SOURCE PASSAGE:
— START —

The royals - Kitty Kelley [232]
Within days Robertson’s defense team had deposed employees who swore that the Princess actively encouraged attention in the gym by exercising in front of a window so the public could see her better. Several employees said she flirted openly with male club members and wore provocative, skintight clothes to show off her body. To them the Princess looked like a pickup.
Diana’s lawyers countered that she wore appropriate exercise attire every time she went to the gym, but no matter what she wore, she was entitled to privacy. They produced a letter from Bryce Taylor dated September 25, 1990, promising to protect her from publicity.
His lawyers responded that by accepting a three-year membership as a gift, Diana was not entitled to the privileges of someone who had paid. They argued that by freeloading, she had forfeited her rights to privacy, especially when she agreed to be weighed and measured. They produced the personal data form she herself had filled out using the name of Sally Hughes, her former secretary:
Blood Pressure: 120/60
Height centimeters: 183
BMI (Body Mass Index) 60.5
Girth measurements:
Shoulder: 40"
Chest: 35"
Right arm: 9 1/7"
Waist: 27"
Rt. thigh: 22"
Calf: 13½"
The Palace became dismayed when they learned that some of Diana’s sworn statements did not jibe with those of her personal detective. When Ken Wharfe was scheduled as a defense witness, the detective was swiftly transferred out of her service. Then Diana’s chauffeur decided he wanted to work for Prince Charles. Diana had not been consulted about either move. Losing both men, who had been in her service for several years, left her shaken. Hours after being informed of the transfers, she arrived at a theater gala with red, puffy eyes. She stayed less than an hour before she ran out sobbing. The Palace said she was suffering from a migraine.
The next day’s newspapers carried stories about “the tormented mind of a princess” and speculated she was suffering from a recurrence of bulimia. The employees’ transfers were interpreted in the press as Palace plots to undermine her stability.
She tried to put the matter to rest three days later in a speech to charity workers: “Ladies and gentlemen, you are very lucky to have your patron here today,” she said. “I am supposed to have my head down the loo for most of the day…. I am supposed to be dragged off the minute I leave here by men in white coats.”

— END —

EXCERPTED RECORDS:
— START —

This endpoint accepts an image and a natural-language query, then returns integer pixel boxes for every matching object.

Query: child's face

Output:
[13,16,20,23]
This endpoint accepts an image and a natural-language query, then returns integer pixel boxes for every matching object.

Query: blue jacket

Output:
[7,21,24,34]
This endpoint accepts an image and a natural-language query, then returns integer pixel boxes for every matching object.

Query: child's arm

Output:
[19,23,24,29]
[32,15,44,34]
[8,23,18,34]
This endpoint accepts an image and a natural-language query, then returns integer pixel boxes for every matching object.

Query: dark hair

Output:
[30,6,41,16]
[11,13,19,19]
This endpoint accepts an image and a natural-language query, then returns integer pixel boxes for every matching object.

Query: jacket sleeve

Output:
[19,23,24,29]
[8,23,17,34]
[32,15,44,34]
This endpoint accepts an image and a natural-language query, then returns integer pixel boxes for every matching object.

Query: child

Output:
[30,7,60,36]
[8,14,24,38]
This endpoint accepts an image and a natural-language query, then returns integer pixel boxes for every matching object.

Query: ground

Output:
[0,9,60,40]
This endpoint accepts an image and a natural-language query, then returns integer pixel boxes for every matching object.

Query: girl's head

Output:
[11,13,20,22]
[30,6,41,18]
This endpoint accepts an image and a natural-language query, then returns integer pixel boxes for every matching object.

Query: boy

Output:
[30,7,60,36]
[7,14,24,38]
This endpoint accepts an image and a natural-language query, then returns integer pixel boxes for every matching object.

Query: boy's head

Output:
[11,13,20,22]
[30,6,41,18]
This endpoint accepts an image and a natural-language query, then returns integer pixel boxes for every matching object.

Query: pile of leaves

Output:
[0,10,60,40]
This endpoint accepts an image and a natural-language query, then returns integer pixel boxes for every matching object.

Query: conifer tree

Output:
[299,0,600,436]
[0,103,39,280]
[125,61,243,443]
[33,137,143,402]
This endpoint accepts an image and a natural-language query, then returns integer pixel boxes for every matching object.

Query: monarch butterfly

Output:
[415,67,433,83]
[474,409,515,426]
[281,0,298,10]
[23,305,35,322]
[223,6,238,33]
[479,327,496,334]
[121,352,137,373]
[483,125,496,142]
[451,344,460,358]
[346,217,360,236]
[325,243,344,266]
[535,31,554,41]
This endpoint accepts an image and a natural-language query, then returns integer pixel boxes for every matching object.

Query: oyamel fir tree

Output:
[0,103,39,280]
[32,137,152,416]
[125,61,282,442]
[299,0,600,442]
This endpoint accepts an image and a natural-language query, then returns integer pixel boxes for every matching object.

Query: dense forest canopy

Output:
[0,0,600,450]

— END —

TASK REQUIREMENTS:
1. Answer these questions using the passage on Princess Diana's gym case:
(a) Whose name did Diana use when she filled out the personal data form?
(b) On what date was Bryce Taylor's letter promising to protect her from publicity written?
(c) What did the Palace say Diana was suffering from when she left the theater gala?
2. Continue the passage on Princess Diana's gym case, starting after its final sentence.

RESULTS BY TASK:
1.
(a) Sally Hughes, her former secretary.
(b) September 25, 1990.
(c) A migraine.

2.
Her audience applauded her good humor. “If it is all right with you,” she concluded, “I thought I would postpone my nervous breakdown to a more appropriate moment.” Smiling, she added, “It is amazing what a migraine can bring on.”
By then the Queen had reconsidered her support for Diana’s lawsuit. She questioned whether the emotional Princess could stand up to tough cross-examination. Further, she was troubled to learn that Diana’s former lover James Hewitt was a houseguest of Geoffrey Robertson. The lawyer indicated he might subpoena Hewitt to establish just how averse the Princess really was to invasions of her privacy. The Queen was disconcerted to read Hewitt’s comment to Robertson’s wife, Kathy Lette, who asked him what the Princess was really like: “She’s got bad breath,” said Hewitt, “and she wants sex all the time.”
The press was salivating over the prospect of a trial, and more than nine hundred reporters had applied for credentials in a courtroom with seventy-five seats. The Queen was concerned about the international media hoopla and did not want to see a member of the royal family take the witness stand. She recommended the case be settled out of court.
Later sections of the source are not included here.